_Required work_
Which lines of the entries below run from the one holding "278L352 267L322 360L350" to the one holding "positive clicks: (325, 343) (338, 357)", inclusive? Set down exactly those lines and no others.

-- Opening Marker --

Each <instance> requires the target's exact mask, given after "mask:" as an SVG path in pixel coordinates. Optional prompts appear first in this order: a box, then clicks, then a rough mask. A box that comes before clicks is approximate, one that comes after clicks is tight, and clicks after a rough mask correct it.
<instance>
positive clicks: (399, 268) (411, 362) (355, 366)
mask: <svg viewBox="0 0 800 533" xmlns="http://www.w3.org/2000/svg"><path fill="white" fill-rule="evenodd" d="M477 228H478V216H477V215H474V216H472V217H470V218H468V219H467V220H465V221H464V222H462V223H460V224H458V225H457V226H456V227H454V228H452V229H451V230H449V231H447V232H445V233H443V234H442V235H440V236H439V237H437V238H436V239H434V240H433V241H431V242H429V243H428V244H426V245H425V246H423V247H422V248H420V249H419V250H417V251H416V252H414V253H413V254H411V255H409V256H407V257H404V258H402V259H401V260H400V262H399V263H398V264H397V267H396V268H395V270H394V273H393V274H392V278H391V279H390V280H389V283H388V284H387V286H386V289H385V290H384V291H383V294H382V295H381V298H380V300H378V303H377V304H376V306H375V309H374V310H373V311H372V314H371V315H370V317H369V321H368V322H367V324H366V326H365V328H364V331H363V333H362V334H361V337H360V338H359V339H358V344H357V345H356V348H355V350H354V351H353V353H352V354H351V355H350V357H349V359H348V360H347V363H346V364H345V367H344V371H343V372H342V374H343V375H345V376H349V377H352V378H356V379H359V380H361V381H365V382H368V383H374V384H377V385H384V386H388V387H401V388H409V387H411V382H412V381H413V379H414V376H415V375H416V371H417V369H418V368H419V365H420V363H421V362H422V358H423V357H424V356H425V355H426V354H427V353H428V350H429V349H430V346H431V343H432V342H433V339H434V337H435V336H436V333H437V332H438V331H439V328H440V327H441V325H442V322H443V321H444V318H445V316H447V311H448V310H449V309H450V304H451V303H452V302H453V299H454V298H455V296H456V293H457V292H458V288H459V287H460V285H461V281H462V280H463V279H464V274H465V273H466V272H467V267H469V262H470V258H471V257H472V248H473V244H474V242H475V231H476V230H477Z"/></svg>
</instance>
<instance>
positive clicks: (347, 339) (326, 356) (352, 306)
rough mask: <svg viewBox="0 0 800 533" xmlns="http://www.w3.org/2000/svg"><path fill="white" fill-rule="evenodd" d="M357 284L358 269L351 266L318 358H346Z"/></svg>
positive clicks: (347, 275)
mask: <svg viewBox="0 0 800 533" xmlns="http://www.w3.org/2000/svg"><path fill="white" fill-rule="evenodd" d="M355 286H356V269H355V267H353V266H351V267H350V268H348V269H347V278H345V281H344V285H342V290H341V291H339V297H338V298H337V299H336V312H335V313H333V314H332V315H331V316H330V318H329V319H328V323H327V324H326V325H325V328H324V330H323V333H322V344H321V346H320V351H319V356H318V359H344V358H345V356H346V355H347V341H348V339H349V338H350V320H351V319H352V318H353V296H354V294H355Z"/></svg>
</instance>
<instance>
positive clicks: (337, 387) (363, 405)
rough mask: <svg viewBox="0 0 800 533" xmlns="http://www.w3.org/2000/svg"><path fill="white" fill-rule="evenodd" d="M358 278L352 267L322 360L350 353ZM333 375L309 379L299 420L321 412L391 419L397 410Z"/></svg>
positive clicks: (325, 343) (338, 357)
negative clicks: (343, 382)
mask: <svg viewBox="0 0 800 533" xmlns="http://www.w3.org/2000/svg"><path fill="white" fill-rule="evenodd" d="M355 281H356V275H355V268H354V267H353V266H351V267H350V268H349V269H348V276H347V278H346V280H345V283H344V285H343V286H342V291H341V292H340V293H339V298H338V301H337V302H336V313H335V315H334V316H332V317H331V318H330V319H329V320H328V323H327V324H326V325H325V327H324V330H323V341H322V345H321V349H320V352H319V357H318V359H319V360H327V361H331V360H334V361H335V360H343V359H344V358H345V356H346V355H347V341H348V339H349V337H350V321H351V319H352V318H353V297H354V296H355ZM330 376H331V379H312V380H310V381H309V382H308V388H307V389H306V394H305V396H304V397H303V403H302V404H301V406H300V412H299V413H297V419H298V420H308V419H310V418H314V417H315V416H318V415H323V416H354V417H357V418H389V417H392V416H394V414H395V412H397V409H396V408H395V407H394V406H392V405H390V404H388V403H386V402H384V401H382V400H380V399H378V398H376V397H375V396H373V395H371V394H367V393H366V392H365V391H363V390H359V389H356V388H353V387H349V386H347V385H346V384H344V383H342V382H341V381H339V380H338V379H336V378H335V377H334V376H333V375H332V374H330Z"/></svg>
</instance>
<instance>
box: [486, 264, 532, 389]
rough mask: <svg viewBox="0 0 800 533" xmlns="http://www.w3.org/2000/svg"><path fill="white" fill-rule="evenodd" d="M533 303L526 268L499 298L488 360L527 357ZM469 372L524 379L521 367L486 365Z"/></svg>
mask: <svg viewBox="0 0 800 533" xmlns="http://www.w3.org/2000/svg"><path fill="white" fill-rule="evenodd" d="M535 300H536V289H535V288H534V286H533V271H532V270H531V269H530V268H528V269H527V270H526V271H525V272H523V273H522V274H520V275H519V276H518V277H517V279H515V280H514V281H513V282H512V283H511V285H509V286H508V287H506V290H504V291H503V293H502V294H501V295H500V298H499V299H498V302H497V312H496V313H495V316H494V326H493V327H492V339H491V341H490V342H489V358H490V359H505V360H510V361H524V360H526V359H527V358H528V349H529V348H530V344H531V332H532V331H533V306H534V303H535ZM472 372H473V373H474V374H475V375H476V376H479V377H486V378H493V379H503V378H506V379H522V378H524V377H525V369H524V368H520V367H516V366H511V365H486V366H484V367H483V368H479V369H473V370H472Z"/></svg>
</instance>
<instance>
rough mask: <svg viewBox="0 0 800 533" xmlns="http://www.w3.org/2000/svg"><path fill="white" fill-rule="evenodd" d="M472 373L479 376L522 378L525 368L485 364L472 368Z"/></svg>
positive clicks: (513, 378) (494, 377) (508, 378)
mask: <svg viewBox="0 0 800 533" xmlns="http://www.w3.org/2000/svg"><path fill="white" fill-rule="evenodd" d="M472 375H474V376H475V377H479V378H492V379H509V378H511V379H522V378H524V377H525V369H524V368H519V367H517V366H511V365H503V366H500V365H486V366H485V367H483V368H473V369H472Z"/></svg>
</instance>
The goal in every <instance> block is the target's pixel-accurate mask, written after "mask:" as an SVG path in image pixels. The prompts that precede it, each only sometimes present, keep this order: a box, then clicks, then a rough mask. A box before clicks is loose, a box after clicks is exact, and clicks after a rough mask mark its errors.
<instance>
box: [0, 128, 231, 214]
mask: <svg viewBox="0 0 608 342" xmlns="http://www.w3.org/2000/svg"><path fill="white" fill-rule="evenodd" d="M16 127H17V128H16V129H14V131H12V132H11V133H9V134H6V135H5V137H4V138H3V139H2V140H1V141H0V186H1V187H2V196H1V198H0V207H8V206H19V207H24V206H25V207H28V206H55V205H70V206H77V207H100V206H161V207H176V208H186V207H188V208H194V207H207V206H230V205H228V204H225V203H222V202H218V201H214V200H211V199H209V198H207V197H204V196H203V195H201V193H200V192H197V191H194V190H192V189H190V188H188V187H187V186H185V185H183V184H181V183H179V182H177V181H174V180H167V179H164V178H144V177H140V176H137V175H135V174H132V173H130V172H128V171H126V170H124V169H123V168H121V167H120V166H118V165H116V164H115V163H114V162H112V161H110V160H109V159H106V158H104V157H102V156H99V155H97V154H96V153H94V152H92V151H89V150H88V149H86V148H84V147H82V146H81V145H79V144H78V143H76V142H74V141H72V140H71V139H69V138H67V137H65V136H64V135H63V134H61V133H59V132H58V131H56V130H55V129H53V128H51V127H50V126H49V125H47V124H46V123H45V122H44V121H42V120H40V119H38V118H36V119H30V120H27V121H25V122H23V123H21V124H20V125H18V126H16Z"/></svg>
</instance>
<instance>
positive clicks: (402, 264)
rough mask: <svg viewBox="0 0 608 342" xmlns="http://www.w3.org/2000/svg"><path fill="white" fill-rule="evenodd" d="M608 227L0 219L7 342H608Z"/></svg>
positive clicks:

-- Closing Marker --

_Solution to this exercise_
rough mask: <svg viewBox="0 0 800 533" xmlns="http://www.w3.org/2000/svg"><path fill="white" fill-rule="evenodd" d="M358 278L352 267L322 360L350 353ZM333 375L309 379L299 420L321 412L391 419L397 410Z"/></svg>
positive clicks: (325, 343) (338, 357)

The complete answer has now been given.